Could the records below please be retyped exactly, with their pictures left out?

[Natural language region descriptions]
_____

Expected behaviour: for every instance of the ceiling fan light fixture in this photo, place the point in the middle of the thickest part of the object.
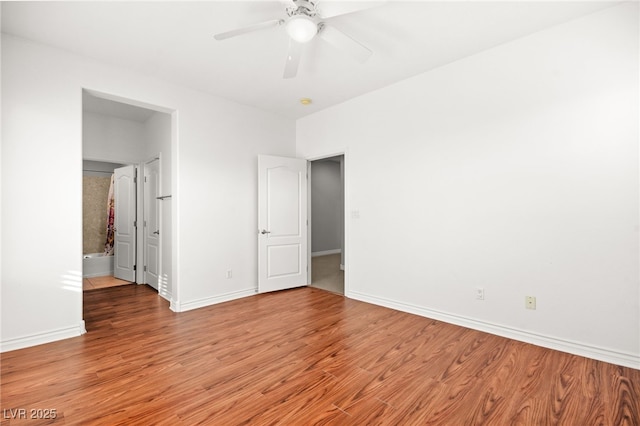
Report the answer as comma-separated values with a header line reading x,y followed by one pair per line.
x,y
301,28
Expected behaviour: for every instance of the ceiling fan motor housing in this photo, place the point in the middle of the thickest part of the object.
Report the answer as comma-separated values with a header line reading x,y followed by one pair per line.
x,y
302,7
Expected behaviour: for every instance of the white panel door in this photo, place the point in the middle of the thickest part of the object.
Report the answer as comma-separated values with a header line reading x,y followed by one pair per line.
x,y
124,246
282,223
151,223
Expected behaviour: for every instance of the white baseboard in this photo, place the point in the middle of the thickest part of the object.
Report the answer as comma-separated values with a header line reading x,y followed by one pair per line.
x,y
572,347
42,338
207,301
325,252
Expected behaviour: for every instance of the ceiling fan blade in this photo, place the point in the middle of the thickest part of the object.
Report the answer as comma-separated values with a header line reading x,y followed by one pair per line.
x,y
328,9
293,59
249,29
342,41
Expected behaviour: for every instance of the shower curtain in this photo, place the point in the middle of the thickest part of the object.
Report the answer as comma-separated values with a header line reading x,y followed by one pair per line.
x,y
108,245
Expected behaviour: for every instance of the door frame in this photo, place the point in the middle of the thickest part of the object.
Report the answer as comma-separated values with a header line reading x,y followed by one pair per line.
x,y
143,246
346,208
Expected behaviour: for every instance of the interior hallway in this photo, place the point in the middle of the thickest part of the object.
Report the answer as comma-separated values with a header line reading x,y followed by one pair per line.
x,y
326,273
95,283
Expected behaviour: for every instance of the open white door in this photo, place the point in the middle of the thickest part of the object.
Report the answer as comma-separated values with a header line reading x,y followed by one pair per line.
x,y
282,223
124,191
151,223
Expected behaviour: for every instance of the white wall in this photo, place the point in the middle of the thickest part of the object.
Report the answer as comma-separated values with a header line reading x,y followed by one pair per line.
x,y
515,170
108,138
326,206
213,179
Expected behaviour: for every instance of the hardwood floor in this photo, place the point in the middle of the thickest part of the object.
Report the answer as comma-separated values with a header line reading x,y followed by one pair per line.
x,y
94,283
302,357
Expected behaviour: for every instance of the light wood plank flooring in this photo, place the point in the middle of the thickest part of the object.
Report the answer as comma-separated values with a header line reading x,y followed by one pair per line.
x,y
302,357
94,283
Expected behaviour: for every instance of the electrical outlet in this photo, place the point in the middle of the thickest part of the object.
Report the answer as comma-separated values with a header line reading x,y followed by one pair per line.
x,y
530,302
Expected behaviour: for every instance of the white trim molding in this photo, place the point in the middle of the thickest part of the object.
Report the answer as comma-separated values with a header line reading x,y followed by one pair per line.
x,y
563,345
42,338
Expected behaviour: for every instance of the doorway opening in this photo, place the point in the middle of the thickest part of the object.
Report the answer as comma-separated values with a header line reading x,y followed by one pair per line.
x,y
327,223
126,168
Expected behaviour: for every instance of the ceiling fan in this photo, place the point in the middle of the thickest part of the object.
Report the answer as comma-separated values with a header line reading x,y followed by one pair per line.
x,y
305,20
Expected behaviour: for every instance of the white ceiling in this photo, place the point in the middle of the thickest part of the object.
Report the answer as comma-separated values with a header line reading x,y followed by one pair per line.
x,y
174,41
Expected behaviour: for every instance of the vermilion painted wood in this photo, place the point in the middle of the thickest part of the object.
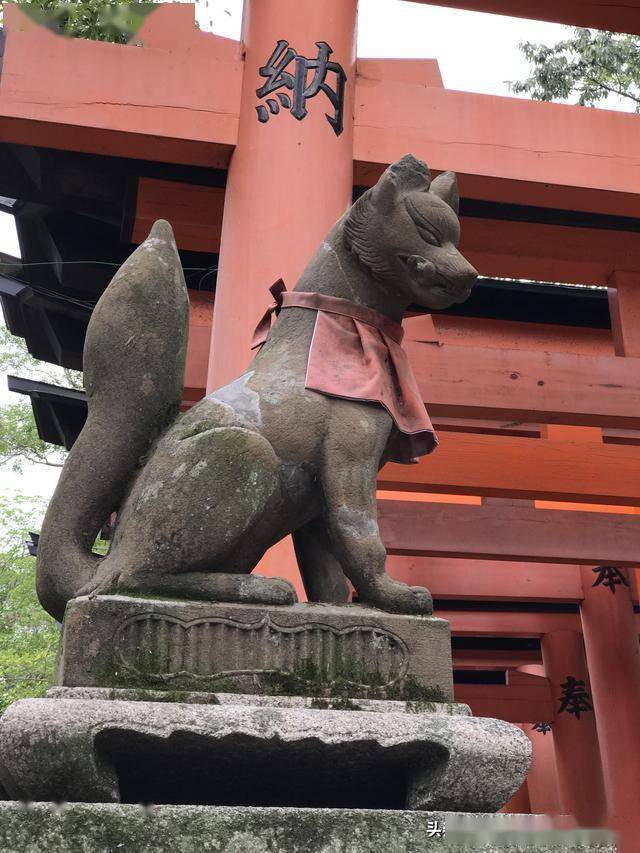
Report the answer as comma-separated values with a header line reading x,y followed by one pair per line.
x,y
576,741
610,631
523,467
489,580
506,140
288,180
527,386
542,776
200,314
525,698
507,623
174,99
489,659
624,307
509,533
195,212
603,14
157,103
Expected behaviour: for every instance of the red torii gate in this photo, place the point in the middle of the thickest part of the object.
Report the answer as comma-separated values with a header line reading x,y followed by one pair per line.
x,y
190,97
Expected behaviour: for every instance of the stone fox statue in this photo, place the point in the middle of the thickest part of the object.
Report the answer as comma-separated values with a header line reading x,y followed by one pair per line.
x,y
200,497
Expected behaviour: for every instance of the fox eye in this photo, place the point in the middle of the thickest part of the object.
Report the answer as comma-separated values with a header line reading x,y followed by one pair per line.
x,y
428,236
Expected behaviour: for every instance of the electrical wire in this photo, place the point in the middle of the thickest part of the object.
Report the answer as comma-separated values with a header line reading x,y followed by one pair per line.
x,y
61,297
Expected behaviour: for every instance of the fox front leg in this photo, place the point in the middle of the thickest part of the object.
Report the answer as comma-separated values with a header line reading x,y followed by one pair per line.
x,y
349,484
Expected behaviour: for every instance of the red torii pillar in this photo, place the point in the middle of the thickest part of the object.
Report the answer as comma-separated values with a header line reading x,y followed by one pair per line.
x,y
577,754
613,660
542,777
289,180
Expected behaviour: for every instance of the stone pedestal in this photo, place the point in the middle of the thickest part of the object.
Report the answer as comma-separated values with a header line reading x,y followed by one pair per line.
x,y
306,649
167,829
257,729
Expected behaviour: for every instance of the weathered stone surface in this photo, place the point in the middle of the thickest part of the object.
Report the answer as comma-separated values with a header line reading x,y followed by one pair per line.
x,y
264,456
106,751
117,641
336,703
79,828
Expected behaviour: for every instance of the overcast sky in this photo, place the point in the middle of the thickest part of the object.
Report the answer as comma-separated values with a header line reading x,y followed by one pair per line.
x,y
476,52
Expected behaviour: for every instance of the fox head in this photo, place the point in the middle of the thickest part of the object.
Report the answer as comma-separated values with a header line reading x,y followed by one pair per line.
x,y
405,232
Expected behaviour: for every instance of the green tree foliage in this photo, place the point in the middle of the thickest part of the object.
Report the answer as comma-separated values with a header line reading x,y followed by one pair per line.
x,y
100,20
589,66
28,636
19,439
20,442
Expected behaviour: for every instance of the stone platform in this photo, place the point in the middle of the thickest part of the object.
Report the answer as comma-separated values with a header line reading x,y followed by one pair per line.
x,y
122,641
80,828
92,750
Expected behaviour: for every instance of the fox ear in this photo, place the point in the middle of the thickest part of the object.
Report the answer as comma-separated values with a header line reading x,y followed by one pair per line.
x,y
445,187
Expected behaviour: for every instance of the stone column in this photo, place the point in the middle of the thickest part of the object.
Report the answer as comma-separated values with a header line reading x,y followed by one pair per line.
x,y
577,754
289,180
613,660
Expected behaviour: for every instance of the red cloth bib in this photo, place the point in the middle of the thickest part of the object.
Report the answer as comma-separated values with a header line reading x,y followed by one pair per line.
x,y
356,354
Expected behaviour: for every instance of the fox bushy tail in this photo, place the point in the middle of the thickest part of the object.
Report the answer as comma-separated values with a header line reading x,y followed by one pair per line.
x,y
134,360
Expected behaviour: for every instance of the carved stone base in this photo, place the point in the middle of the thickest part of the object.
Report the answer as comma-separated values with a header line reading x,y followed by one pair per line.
x,y
331,703
306,649
166,829
114,751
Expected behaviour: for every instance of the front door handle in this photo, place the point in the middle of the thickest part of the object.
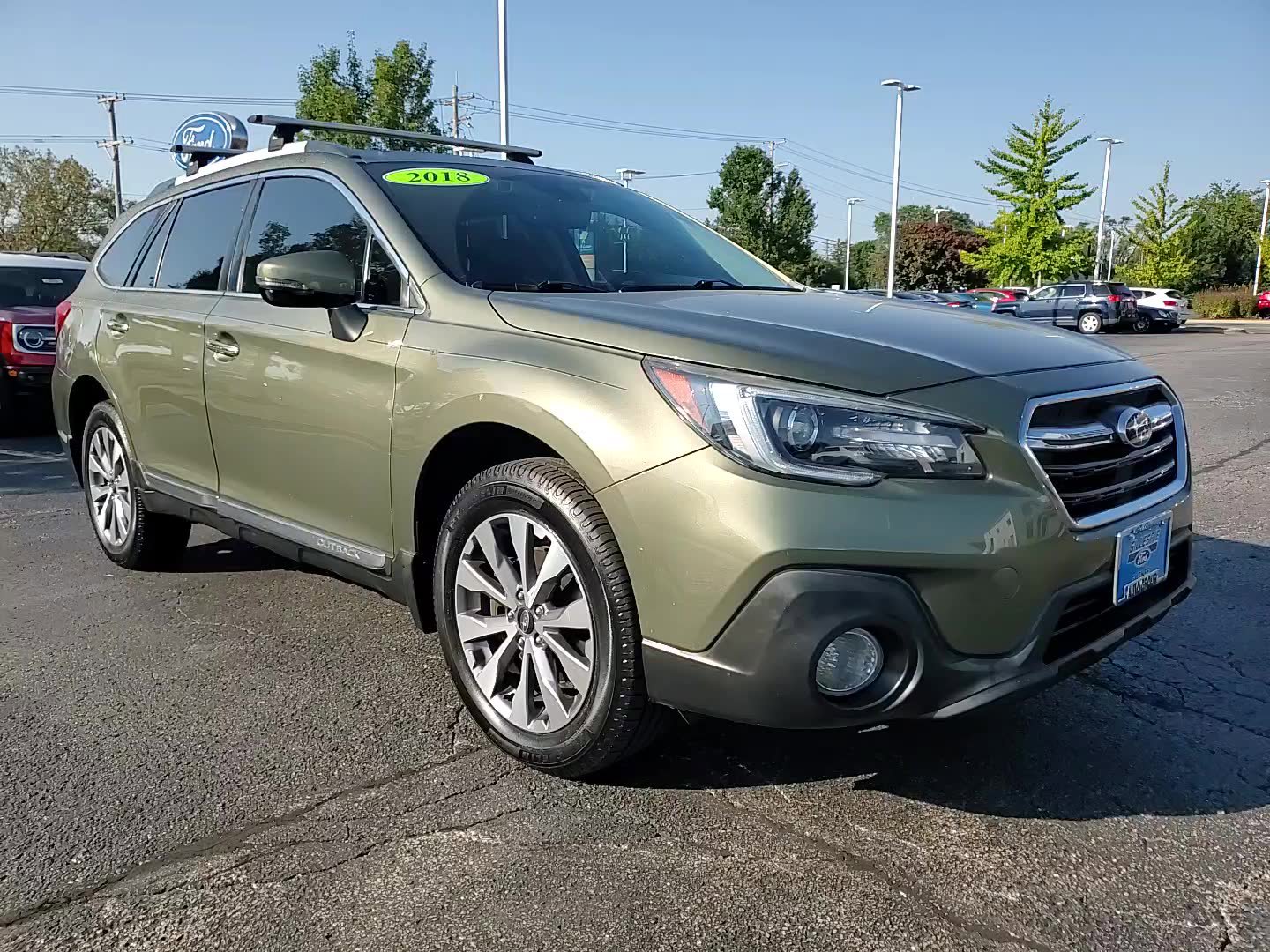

_____

▸ **YOUR RESPONSE**
Expected behaviour: for every instance of the ceiling fan light fixture in this photo, place the point in the middle of the thickest part of the object.
Report the answer as comma-separated values with a header line reading x,y followed by one pair per line.
x,y
301,28
Expected behaviour: for every instance of the ceiling fan motor housing in this photo, place the point in the middle of the thickest part of the object.
Report the answer as comma-separated values with a header line reading x,y followed by one pair per line.
x,y
302,7
Expected behaviour: for every instance of the white panel door in this photo, place the point in the middle of the thickest part of the object.
Report the answer as comma-separated values with a header line reading x,y followed by one pair per line.
x,y
124,246
282,223
151,223
Expected behaviour: for every instance of the white baseboard in this photo, place the point in the middle of the thickest part of the object.
Report the answer as comma-separated values with a header line reading x,y followed by one pair per line.
x,y
572,347
42,338
207,301
325,252
Expected behaviour: for every instance of the ceiling fan blade in this photo, place the point in the middle of the thickest part of the object.
Report the answer as comma-separated values with a header line reading x,y followed by one pair per line.
x,y
328,9
293,59
249,29
342,41
Expected behaviour: for every instance of the shower curtain in this photo, place the point in the middle of the thickest part of the object.
Report the answer as comma-separated values with a header line reading x,y followed by one pair per line.
x,y
108,245
Expected behaviour: for every instance of the door frame in this photo, place the point in the middle of the thickest part of the object.
Report the answer as comma-separated values with a header line reading x,y followed by one pair per line.
x,y
143,246
346,208
Expected behaviour: for every instance of the interior hallway in this photo, place the point in the middle of the thickest part of the object.
Report the answer as comma-separated values with a header line reading x,y followed by one pair per line.
x,y
326,273
95,283
Expected behaviour: for every instance of the open white door in this photo, place the point in the middle of the thickest part of the object.
Report the answer as comma-separated values with a header line reading x,y followed by one pair per line.
x,y
282,223
124,191
151,223
Expected behaviour: for every instance of the white wall in this photo, place the point in the middle of the thickest part of the object.
Report the answer as comma-separated values with a header line reading x,y followed by one pair per line.
x,y
515,170
108,138
326,206
213,179
Expected behaviour: for every instance of the hardwood floor in this photo, place the point in the middle of the thickest part of the object.
Report the answer as comma-separated values with a header line reading x,y followed by one pair per line.
x,y
94,283
302,357
Expected behaviour: for every instance of the light wood plank flooring in this photo, place the point in the middle of the thickest part of the object.
Report the answer as comma-separated values with a header line reading x,y followed by one pair per line.
x,y
302,357
94,283
Expected behaviour: for every instance of the electrical outlet in this photo, place the point in the middle of the thickest part of the object.
Report the answer as comma-separated values with a header line reading x,y followed by one pair per line.
x,y
530,302
Expected behaviour: for every instance of the white trim molding in this photo, place the point in the middle of the thickest part of the object.
Report the answer as comma-separated values with a header line reading x,y followed by one pair per line.
x,y
563,345
42,338
Expected behaviour: for every instance of the doorway opening in this photo, place the point in the middle of the thickest part of the object.
Report the answer as comma-separated values with a header line reading x,y followed by one pair per line.
x,y
327,223
126,168
Expected behaviour: for every instance of the ceiling fan in this photo, place the point in the middle of the thickest part of the object.
Report the answer as comma-separated values with a header line reading x,y followed by one pair per line.
x,y
305,20
Expected behaviour: for every instance of the white ceiling in this photo, place the point in the middle of the thickest part of the object.
Report the answer as comma-separated values with a header line reading x,y followed by one pair per line.
x,y
174,41
Expected behaviour: for every instance of the vermilion painted wood in this photo, place the point in the middle of the thickest part of the object.
Report the answer as comma-separated values with a header line reading x,y followed by one pair per line.
x,y
576,741
610,631
523,467
489,580
506,140
288,180
527,386
542,776
200,314
525,698
507,623
174,99
489,659
624,307
509,533
195,212
603,14
157,103
Expected behaviour: for every instance of the red torii gate in this photo, place the point in the middle of the thickest part of the object.
Report the answer as comma-separated values with a header line reading x,y followed by one pair per line.
x,y
190,97
Expected behaviour: for every instance of the stone fox statue in this photo, place the point in the middle of the thickest part of the object.
Report the answer as comma-separated values with a header line reading x,y followed by one pair per line.
x,y
200,497
Expected behaviour: for every instance of the fox eye in this photo, place the point in the middle of the thickest part of the object.
Report the answer as comma-separated values with a header line reading x,y followed by one pair per line.
x,y
428,236
Expected behaviour: for every instance of the electrical wire in this photo, place the point in the middle of the thickest part of the object.
Report the answer as comma-separated values with a header line reading x,y followed by one pair per line.
x,y
61,297
Expected behaviour: for every instance of the fox front leg in this photo, place the point in the middle of the thickest part of the object.
Report the answer as comma-separated values with a header line reading x,y followed by one pair per line.
x,y
349,484
Expected behaviour: for every instance of the red torii pillar in this photo, place the point in the middle of the thickest part of the object.
Report the answer as comma-separated values with a header line reading x,y followed by one pair per line.
x,y
577,754
613,660
542,777
289,180
Expected behaviour: for every instance of the stone pedestal in this photo, place the point in the middle of the thickest part of the object.
Report the answer as comma-separated values with a header line reading x,y followed by one pair per line.
x,y
306,649
167,829
257,729
Expected behaviour: for every instance of the weathered stone surface in this photo, place the point in the middle of the thickest part of the object.
Report the answer as comma-separated values with a header line reading x,y followed by one pair per line.
x,y
264,456
106,751
117,641
336,703
79,828
Expected behaviour: for every instance of the overcast sky in this photo, place the point in the middle of the thickest part of the object.
Report the answer as comma-separated values with a header line reading x,y followed by one pair per line.
x,y
476,52
Expected behaviour: for every instance of the fox head in this photo, place the point in the middle of the thickest part of the object.
Report the answer as comma-separated values with a header line reading x,y followed by one pair per line.
x,y
405,232
Expected behaviour: for every instance of the green tree foliage in this photo, place the point in the middle of the thickest part of the object.
Report the answer as comma-separated values with a header line reading x,y followed by one pair per line.
x,y
100,20
589,66
28,636
19,439
20,442
Expected behaviour: for every instance of the stone platform in this photo, place the point in the middle of the thickest part of the object.
Report the answer as comma-separated values with a header line reading x,y followed by one pair per line.
x,y
122,641
80,828
92,750
Expected behaviour: for every instance of the fox ear in this photo, place the point in the middle of the thickest part of the object.
Report the answer as comma-separated values with a header line reading x,y followed by one pair per line.
x,y
445,187
Expected behaviour: for every instance of the stone column in this photo, place the point in the middle of the thickest part of the object.
Report the answer as comma-separated values with a header line reading x,y followed by one pair per line.
x,y
577,754
289,180
613,660
Expected behaviour: for every instance of the red cloth bib in this photo, place the point in the middle of the thickest part of the object.
Report the answer as comma-separated values with a header line reading x,y followed by one pair per line.
x,y
356,354
Expected behaviour: for every instance of the fox bushy tail in this photo, place the point in the middle of the thickest part of the object.
Report the answer as comma-separated values with a header line reading x,y followed by one pair per line.
x,y
134,360
Expected behaviour: for every instance of the carved stone base in this photo, place the point in the middle of the thickest part of the object.
Report the answer as comma-separated values with a header line reading x,y followed by one pair per line.
x,y
331,703
306,649
166,829
114,751
Expected behaviour: for every instance of the front door handle in this photo, place the point in the middle of the thickest part of the object.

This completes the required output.